Gather every line in the listing below that contains the word "blue", copying each line in full. Case counts.

Material for this exercise -
-- begin --
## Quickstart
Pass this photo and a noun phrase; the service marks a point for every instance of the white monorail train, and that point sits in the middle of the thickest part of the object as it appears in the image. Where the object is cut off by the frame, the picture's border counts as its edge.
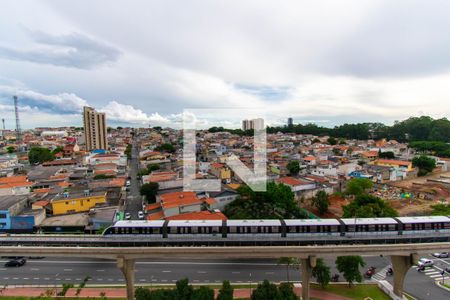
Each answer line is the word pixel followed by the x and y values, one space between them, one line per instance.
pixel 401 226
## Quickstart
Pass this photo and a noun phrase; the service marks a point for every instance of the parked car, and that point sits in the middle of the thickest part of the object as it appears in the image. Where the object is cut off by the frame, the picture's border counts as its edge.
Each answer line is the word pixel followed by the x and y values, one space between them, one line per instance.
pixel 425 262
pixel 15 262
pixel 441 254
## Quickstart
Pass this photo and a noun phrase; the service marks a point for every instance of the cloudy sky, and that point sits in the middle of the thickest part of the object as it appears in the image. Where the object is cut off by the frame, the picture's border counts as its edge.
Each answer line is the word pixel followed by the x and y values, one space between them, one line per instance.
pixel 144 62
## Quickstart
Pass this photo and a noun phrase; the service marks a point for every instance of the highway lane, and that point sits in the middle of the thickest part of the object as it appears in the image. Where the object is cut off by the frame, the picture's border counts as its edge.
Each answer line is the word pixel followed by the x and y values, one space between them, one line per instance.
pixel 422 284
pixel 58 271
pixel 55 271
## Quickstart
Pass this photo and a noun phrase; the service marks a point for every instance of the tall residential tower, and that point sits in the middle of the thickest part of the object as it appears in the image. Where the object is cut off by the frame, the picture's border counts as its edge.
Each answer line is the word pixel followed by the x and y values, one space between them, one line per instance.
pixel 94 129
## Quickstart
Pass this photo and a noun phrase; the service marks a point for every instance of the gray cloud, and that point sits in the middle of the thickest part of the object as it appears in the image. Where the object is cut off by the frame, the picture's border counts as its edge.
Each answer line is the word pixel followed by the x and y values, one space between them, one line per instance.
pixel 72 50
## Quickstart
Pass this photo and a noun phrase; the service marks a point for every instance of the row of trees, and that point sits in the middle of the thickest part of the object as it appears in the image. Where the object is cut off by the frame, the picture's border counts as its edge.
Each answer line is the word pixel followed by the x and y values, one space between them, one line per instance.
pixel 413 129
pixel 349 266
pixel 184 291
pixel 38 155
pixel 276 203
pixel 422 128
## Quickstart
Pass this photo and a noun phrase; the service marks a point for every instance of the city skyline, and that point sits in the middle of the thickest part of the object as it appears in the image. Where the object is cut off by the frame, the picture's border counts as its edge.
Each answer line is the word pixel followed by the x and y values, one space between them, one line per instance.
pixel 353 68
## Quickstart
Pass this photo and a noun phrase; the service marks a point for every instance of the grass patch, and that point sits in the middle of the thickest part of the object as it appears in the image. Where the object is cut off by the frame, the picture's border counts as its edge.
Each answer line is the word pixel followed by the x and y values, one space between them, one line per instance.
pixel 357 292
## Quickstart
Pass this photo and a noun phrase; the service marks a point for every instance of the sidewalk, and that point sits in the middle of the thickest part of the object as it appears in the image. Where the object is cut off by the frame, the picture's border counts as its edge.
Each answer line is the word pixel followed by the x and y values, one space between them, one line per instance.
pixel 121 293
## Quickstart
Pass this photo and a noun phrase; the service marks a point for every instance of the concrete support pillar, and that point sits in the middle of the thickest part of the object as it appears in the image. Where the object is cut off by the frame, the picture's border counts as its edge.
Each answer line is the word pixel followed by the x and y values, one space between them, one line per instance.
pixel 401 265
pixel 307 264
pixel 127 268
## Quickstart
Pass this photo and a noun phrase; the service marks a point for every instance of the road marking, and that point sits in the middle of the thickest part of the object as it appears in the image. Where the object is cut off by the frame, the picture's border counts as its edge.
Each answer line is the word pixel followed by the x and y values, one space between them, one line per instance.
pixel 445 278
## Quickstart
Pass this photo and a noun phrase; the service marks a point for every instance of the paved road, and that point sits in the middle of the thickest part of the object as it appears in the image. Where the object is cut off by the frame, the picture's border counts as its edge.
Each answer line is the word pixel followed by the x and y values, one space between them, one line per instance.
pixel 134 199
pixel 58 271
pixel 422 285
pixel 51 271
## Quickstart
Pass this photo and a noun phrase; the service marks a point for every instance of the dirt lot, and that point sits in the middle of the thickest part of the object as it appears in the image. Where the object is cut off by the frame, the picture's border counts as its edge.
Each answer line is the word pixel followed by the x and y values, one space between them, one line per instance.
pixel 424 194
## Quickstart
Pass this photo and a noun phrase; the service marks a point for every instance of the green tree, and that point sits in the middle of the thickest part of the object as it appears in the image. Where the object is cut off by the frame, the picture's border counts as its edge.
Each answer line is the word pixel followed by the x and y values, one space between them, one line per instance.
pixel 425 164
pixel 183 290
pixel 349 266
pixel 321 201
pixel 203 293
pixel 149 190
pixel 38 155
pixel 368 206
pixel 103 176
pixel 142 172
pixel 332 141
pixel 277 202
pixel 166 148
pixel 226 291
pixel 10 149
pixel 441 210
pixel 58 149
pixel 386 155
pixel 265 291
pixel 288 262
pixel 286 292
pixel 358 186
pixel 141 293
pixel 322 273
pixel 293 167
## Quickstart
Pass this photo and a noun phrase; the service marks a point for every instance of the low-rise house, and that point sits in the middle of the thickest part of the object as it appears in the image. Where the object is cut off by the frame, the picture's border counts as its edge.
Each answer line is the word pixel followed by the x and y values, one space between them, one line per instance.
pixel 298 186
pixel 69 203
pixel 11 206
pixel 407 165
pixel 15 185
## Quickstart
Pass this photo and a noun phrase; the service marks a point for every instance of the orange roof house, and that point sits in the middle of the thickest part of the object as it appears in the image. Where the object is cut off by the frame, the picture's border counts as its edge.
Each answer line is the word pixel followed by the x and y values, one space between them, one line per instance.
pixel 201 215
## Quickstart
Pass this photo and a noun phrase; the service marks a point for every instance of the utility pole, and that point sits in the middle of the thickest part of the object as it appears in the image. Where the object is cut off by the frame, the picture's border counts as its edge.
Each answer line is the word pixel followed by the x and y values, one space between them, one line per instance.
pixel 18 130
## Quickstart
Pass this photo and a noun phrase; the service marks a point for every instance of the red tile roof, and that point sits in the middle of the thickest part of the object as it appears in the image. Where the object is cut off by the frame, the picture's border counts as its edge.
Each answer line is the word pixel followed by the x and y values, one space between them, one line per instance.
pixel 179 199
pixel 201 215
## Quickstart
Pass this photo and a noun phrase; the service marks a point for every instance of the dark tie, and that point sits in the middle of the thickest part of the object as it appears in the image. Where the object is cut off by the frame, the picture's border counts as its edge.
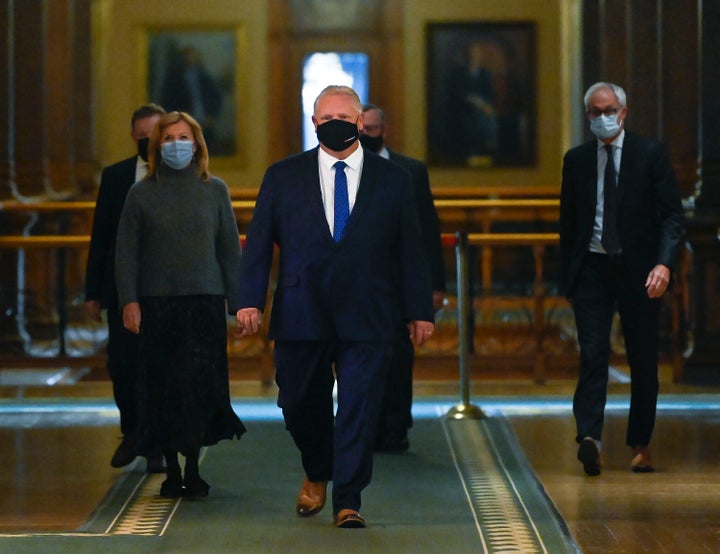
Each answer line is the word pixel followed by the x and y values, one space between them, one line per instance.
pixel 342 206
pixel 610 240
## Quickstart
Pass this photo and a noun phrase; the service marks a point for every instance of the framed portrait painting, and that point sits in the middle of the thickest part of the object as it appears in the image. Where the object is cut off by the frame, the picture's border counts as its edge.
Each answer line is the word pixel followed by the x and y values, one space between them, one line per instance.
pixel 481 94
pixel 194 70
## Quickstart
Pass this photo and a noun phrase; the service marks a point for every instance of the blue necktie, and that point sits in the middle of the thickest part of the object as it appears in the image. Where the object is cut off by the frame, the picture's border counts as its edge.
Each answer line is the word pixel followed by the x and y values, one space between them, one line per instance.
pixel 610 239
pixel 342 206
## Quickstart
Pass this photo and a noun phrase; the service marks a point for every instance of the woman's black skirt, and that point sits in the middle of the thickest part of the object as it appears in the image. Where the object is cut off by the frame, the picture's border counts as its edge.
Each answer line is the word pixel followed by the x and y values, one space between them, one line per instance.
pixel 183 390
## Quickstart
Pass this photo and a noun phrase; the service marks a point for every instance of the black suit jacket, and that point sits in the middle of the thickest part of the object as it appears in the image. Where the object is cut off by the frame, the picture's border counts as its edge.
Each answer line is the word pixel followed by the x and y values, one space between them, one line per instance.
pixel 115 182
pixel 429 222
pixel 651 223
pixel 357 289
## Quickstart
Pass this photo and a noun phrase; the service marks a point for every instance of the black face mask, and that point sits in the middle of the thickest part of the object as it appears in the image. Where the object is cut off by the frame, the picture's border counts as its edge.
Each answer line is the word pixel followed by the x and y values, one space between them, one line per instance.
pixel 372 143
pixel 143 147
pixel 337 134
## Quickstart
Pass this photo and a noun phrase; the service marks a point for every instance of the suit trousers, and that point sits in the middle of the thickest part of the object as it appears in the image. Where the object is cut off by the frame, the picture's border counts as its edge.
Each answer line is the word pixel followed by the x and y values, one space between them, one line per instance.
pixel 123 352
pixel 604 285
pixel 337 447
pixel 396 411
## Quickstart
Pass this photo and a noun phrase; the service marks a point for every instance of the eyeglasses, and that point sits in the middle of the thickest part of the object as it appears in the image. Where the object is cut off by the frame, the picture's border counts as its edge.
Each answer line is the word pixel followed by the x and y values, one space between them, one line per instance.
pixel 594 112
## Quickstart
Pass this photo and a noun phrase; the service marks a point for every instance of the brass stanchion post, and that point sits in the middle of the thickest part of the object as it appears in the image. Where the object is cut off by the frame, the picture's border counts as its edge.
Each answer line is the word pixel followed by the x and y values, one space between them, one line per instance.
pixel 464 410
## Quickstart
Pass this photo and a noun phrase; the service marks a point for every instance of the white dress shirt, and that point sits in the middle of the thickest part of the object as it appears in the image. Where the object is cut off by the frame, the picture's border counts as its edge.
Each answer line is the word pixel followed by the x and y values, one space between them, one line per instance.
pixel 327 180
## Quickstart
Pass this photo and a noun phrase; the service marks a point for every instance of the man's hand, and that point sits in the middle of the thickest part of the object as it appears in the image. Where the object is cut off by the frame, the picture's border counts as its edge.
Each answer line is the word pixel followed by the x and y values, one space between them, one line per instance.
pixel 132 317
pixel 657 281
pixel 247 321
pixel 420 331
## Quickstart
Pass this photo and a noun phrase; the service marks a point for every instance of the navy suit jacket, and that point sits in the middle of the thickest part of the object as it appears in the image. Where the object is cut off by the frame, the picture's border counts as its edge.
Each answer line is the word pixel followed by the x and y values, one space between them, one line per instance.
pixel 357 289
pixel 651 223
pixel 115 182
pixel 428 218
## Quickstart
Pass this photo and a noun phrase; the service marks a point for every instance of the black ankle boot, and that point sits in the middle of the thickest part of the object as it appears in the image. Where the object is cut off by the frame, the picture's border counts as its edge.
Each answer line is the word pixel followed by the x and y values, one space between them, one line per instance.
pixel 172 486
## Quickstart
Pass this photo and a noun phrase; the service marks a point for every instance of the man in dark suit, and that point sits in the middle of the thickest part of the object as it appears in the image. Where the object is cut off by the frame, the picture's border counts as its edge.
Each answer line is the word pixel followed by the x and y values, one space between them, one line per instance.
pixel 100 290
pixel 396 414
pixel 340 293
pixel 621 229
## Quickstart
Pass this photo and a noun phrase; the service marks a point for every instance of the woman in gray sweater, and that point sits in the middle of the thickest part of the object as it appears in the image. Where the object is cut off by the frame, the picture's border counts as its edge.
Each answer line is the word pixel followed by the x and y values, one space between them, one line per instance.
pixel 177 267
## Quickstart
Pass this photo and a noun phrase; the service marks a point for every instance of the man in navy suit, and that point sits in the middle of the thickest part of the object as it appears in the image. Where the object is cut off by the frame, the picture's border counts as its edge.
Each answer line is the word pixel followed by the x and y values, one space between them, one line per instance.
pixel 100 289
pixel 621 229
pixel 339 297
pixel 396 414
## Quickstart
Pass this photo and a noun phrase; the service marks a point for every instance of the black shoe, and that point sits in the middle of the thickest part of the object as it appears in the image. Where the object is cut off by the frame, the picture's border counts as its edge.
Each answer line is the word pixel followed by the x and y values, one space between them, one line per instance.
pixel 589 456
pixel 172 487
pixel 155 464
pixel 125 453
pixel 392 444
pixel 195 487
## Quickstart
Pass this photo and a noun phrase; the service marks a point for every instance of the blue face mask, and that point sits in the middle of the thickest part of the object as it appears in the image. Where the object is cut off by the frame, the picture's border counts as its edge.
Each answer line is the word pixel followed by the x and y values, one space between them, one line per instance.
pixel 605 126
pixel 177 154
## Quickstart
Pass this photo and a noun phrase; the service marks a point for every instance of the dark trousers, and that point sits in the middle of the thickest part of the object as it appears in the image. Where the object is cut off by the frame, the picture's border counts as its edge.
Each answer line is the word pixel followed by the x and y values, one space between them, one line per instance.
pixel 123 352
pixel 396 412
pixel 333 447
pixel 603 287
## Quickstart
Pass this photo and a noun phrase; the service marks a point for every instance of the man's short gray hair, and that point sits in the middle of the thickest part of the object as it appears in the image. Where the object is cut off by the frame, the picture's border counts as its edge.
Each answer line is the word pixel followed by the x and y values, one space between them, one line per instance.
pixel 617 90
-- end --
Exercise response -
Pass this photo and a noun phrase; the service marks a point for every instance of the blue necktie, and that point sits in the middle of the thickest part of the object as it appears in the image. Where the object is cut off by the frame, the picture's border counts as its edge.
Pass this photo and a noun phrase; the service marks a point for every instance of the blue face mask, and that point sits in the middle of the thickest part of the object as it appears in the image. Where the object is cut off by the frame, the picture's border counts as its edge.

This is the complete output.